- INSTRUCTIONS FOR THE TASK:
In the patch email below, what is the new type of GMU introduced for A6XX GPUs called?

- PASSAGE SHOWN:

— START —

Re: [Freedreno] [PATCH v6 06/15] drm/msm/a6xx: Introduce GMU wrapper support

2023-05-03 Thread Akhil P Oommen
On Tue, May 02, 2023 at 11:40:26AM +0200, Konrad Dybcio wrote:
> 
> 
> On 2.05.2023 09:49, Akhil P Oommen wrote:
> > On Sat, Apr 01, 2023 at 01:54:43PM +0200, Konrad Dybcio wrote:
> >> Some (particularly SMD_RPM, a.k.a non-RPMh) SoCs implement A6XX GPUs
> >> but don't implement the associated GMUs. This is due to the fact that
> >> the GMU directly pokes at RPMh. Sadly, this means we have to take care
> >> of enabling & scaling power rails, clocks and bandwidth ourselves.
> >>
> >> Reuse existing Adreno-common code and modify the deeply-GMU-infused
> >> A6XX code to facilitate these GPUs. This involves if-ing out lots
> >> of GMU callbacks and introducing a new type of GMU - GMU wrapper (it's
> >> the actual name that Qualcomm uses in their downstream kernels).
> >>
> >> This is essentially a register region which is convenient to model
> >> as a device. We'll use it for managing the GDSCs. The register
> >> layout matches the actual GMU_CX/GX regions on the "real GMU" devices
> >> and lets us reuse quite a bit of gmu_read/write/rmw calls.

— END —

- STORED DATA:
— START —

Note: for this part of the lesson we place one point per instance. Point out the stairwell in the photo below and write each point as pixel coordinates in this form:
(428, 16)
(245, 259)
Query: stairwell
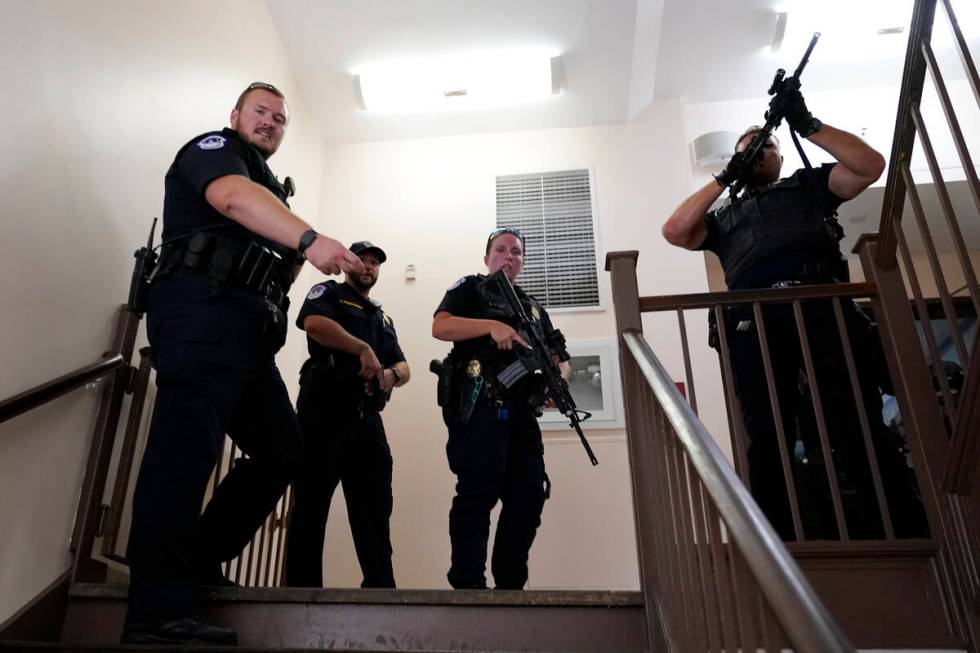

— END —

- SOLUTION FOR THIS EXERCISE:
GMU wrapper